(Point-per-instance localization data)

=== Begin Enclosure ===

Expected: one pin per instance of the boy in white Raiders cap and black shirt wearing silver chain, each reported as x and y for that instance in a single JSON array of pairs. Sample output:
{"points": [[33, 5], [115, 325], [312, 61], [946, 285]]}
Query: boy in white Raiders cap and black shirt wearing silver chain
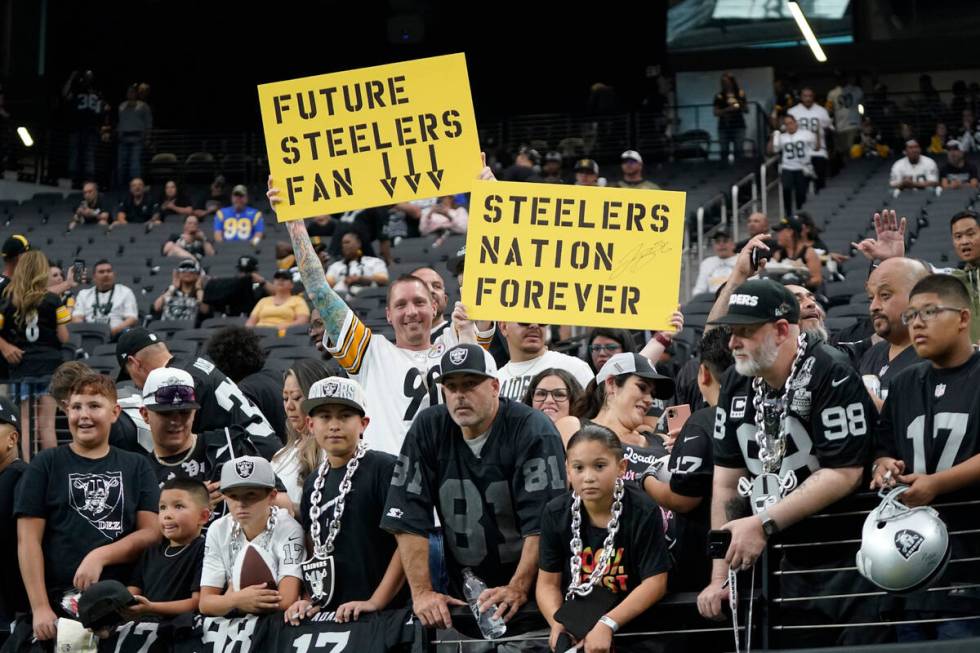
{"points": [[341, 510]]}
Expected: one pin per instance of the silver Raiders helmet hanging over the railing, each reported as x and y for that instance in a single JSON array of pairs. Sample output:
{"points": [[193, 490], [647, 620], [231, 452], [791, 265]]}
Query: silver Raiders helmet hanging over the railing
{"points": [[902, 549]]}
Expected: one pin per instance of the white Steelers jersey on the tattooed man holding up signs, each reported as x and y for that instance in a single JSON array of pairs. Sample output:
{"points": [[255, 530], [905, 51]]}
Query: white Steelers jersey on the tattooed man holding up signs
{"points": [[398, 382]]}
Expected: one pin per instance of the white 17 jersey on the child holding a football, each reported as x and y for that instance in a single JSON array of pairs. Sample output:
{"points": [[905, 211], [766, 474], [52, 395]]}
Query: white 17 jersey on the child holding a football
{"points": [[286, 551]]}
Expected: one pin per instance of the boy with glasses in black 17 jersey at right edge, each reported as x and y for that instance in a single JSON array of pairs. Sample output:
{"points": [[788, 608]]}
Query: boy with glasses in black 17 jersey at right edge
{"points": [[927, 439]]}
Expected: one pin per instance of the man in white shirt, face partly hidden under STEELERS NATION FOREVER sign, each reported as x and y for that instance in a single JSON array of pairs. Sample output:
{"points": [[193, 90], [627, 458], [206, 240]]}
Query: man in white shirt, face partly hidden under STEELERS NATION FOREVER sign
{"points": [[529, 355]]}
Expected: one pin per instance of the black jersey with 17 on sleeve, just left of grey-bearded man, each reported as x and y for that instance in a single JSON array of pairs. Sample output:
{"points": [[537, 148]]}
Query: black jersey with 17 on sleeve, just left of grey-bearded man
{"points": [[692, 466]]}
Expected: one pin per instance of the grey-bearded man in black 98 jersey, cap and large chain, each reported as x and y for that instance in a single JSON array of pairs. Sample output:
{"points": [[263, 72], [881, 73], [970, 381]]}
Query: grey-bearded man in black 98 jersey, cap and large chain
{"points": [[793, 429]]}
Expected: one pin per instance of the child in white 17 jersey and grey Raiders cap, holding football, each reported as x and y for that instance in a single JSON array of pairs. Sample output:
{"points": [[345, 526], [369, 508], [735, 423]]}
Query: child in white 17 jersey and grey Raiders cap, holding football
{"points": [[248, 485]]}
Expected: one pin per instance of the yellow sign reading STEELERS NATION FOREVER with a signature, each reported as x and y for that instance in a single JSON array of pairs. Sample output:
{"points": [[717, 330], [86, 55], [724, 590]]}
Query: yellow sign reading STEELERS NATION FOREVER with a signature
{"points": [[574, 255]]}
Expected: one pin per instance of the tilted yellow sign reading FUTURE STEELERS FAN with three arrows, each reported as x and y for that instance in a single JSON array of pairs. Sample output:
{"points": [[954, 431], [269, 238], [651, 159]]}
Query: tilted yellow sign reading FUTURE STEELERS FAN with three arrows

=== End Enclosure ===

- **Problem to work on**:
Copy the records above precisely, and leave every image out of the copy.

- **Response to this exercise**:
Expected: one pin per instance of the boy in white Raiders cap and black shirt wearing silver chain, each reported as x and y for that instance in a single JSON array of pairs. Sample output:
{"points": [[33, 5], [115, 325], [312, 61], [946, 285]]}
Query: boy in white Raiders cap and black shirt wearing silver chain
{"points": [[341, 510]]}
Expected: one pin per instance of the silver Raiders helmet hanging over the railing, each reported as x and y for that instance in a single JSON array of pairs. Sample output:
{"points": [[193, 490], [647, 620], [231, 452], [791, 265]]}
Query: silver Raiders helmet hanging over the railing
{"points": [[902, 549]]}
Expected: one pin per instance of the white Steelers jersey on the tattooed man holding up signs, each reported as x and y for that instance in a single JSON array of pairs. Sample output:
{"points": [[255, 530], [905, 51]]}
Query: white Steelers jersey on the tattooed man holding up signs
{"points": [[398, 382]]}
Expected: one pin per instance of the white 17 jersey on the child holding a football, each reported as x and y for that instance in a single JSON array of pairs. Sample output:
{"points": [[905, 211], [766, 474], [52, 395]]}
Query: white 17 jersey on the child holding a football
{"points": [[286, 551]]}
Expected: one pin per instance of the boy with glasses in black 17 jersey at right edge, each reported as x and y for that instance in a single JSON array of pairs. Sample output:
{"points": [[788, 608]]}
Query: boy with glasses in black 17 jersey at right edge
{"points": [[927, 439]]}
Expected: one pin per instance of the man in white shirt, face partly hidden under STEELERS NATION FOREVER sign, each reported as x and y for that instance in a single JSON array of pairs. Sample output:
{"points": [[193, 90], [627, 458], [206, 240]]}
Query: man in white shirt, face partly hidden under STEELERS NATION FOREVER sign
{"points": [[529, 355]]}
Expected: one pin per instance of the black jersey with 17 on sleeve, just left of grey-bearded man, each reported as x and y for that instance in a single JSON array of pairs. Sample output:
{"points": [[537, 148]]}
Query: black jersey with 17 on sleeve, just left of grey-bearded man
{"points": [[692, 466]]}
Expected: one pin per instance of the grey-bearded man in black 98 jersey, cap and large chain, each reported as x and y for that instance in a single JSON array of pairs. Sample output:
{"points": [[263, 72], [881, 73], [970, 381]]}
Query: grey-bearded man in black 98 jersey, cap and large chain
{"points": [[793, 429]]}
Expected: one pin per instance of the child in white 17 jersey and grey Raiders cap, holding football, each reported as x and y for that instance in a single JSON array of pairs. Sample output:
{"points": [[345, 526], [369, 508], [735, 423]]}
Query: child in white 17 jersey and grey Raiders cap, holding football
{"points": [[248, 485]]}
Expected: one pin per instance of the yellow sign reading STEELERS NATION FOREVER with a signature, each reported as x and y for that instance in a single JSON array of pairs. Sample output:
{"points": [[717, 330], [86, 55], [724, 590]]}
Query: yellow sign reading STEELERS NATION FOREVER with a signature
{"points": [[574, 255]]}
Expected: one pin per instance of the tilted yellow sign reading FUTURE STEELERS FAN with three arrows, each reported as x and y for that instance in a single JSON array of pairs. Sample output:
{"points": [[954, 431], [269, 238], [651, 159]]}
Query: tilted yellow sign reading FUTURE STEELERS FAN with three arrows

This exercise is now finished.